## Work instructions
Render all of the material below as a numbered list, dropping any blank lines and leaving out the pictures.

[start of Material provided]

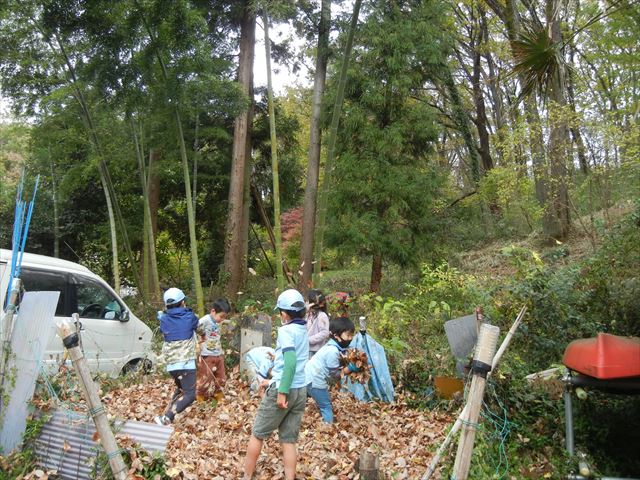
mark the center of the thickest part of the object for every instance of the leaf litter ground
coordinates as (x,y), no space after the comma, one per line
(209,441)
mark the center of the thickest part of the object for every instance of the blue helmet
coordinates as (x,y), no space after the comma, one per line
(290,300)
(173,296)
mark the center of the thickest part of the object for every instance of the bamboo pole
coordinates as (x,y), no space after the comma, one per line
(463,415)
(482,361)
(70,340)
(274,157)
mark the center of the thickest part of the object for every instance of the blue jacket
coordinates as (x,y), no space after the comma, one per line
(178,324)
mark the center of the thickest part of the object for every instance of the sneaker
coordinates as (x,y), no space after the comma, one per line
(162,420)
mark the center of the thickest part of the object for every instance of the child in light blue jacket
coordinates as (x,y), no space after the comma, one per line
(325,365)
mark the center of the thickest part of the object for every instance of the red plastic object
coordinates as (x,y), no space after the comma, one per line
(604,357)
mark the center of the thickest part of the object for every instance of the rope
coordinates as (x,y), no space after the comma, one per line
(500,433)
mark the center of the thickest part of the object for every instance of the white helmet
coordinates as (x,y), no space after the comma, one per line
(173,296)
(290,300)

[end of Material provided]

## Exercise solution
1. mark the center of the thickest part of the object for every instance of the leaf litter ground
2. coordinates as (x,y), no space after the comma, one per line
3. (209,441)
4. mark the center of the thickest part of the object for every instance of the blue helmet
5. coordinates as (x,y), no space after the comma, one per line
6. (290,300)
7. (173,296)
8. mark the center of the thickest part of the object for every instance of the bamboo pole
9. coordinates as (x,y), no space after the comma, one per line
10. (463,415)
11. (482,361)
12. (70,340)
13. (274,157)
14. mark the center of the thickest part of the object for every instance of the blue jacket
15. coordinates as (x,y), no space after the comma, one per line
16. (178,324)
17. mark the center of the thickest part of the object for every instance of the sneaker
18. coordinates as (x,y), no space after the comma, one per line
19. (162,420)
20. mark the center of the thickest part of the object for every instance of the child in light blue jacket
21. coordinates as (x,y), no space after the comma, one per line
22. (325,365)
23. mark the center of the thickest part of the object for every instance of the red plastic object
24. coordinates as (x,y), no space after the comma, one per line
25. (604,357)
26. mark the center of the thickest part of the object for every instance of the rope
27. coordinates as (x,y), no space after the comma, one per line
28. (500,433)
29. mark the center of the thickest part of the object for every instance of the white helmet
30. coordinates as (x,y), no space after the comma, one per line
31. (173,296)
32. (290,300)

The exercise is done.